## Start Given records

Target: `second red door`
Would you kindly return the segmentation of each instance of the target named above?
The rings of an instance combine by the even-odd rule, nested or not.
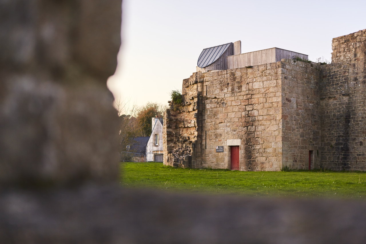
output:
[[[231,146],[230,148],[231,169],[239,170],[239,146]]]

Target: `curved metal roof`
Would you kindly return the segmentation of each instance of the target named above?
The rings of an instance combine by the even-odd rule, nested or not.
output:
[[[224,54],[232,43],[229,42],[203,49],[197,61],[197,66],[200,68],[204,68],[212,63]]]

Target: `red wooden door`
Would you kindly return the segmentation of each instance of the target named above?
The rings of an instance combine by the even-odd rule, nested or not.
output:
[[[309,151],[309,170],[311,169],[311,151]]]
[[[231,162],[231,169],[239,170],[239,146],[231,146],[230,148],[230,161]]]

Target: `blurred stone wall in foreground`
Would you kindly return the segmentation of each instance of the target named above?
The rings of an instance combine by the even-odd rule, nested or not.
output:
[[[121,9],[0,0],[0,243],[365,243],[363,202],[119,187]]]

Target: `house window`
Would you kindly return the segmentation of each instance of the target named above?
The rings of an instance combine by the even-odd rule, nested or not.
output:
[[[155,145],[157,146],[159,145],[159,134],[155,134]]]

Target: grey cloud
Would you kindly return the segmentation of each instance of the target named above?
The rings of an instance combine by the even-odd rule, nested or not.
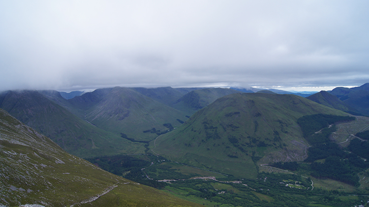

## End Given records

Goal -
Please change "Would you kindly return" to "Please return" throughout the rows above and give them back otherwise unchanged, leaving out the pictures.

Response to this task -
Target: `second red door`
Please return the segmentation of each instance of the target named above?
The rings of an instance combine by the even-odd rule, nested or not.
output:
[[[231,146],[230,148],[231,169],[239,170],[239,146]]]

Target: `curved metal roof`
Please return the segmentation of each instance of the target named above?
The rings of an instance combine by the even-odd rule, nested or not.
output:
[[[224,54],[232,43],[229,42],[203,49],[197,61],[197,66],[200,68],[204,68],[212,63]]]

Target: `red wooden door`
Please return the segmentation of each instance of the target named above?
The rings of an instance combine by the even-odd rule, nested or not.
output:
[[[309,151],[309,170],[311,169],[311,151]]]
[[[231,162],[231,169],[239,170],[239,146],[231,146],[230,148],[230,161]]]

Target: `blurred stone wall in foreground`
Please return the segmentation of each instance of the target named above?
The rings of an instance combine by the even-odd rule, nested or not.
output:
[[[121,9],[0,0],[0,243],[365,243],[363,202],[119,187]]]

Target: `house window`
Please return the segmentation of each instance of the target named above?
The rings of an instance combine by the even-odd rule, nested or not.
output:
[[[155,145],[157,146],[159,145],[159,134],[155,134]]]

Target: grey cloud
Please return the segmentation of each instance of the target named above?
The rings of an instance combine by the even-odd rule, nested or not.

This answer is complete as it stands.